AIM OF THE TASK →
Reproduce the entries below word for word, omitting the pictures.

[Stored data]
————

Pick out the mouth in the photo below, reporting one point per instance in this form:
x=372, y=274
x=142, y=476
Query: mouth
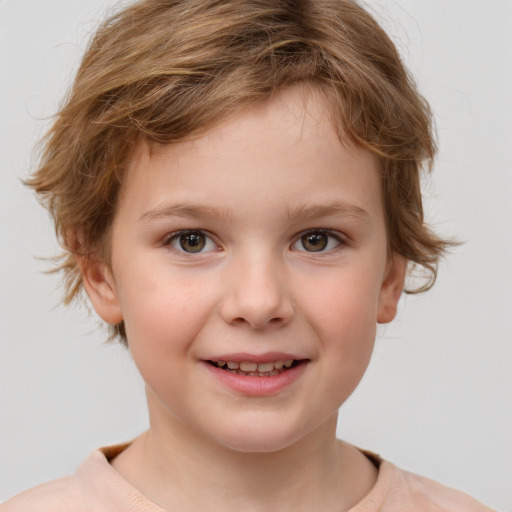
x=253, y=369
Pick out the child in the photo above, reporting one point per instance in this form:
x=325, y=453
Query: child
x=236, y=184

————

COMPLETE RESPONSE →
Pick out the mouth in the photo below, reporting one point per instance in this form:
x=372, y=274
x=142, y=476
Query: mouth
x=253, y=369
Pick out the child in the photo above, reporting one point per instance in this form:
x=325, y=453
Query: child
x=236, y=184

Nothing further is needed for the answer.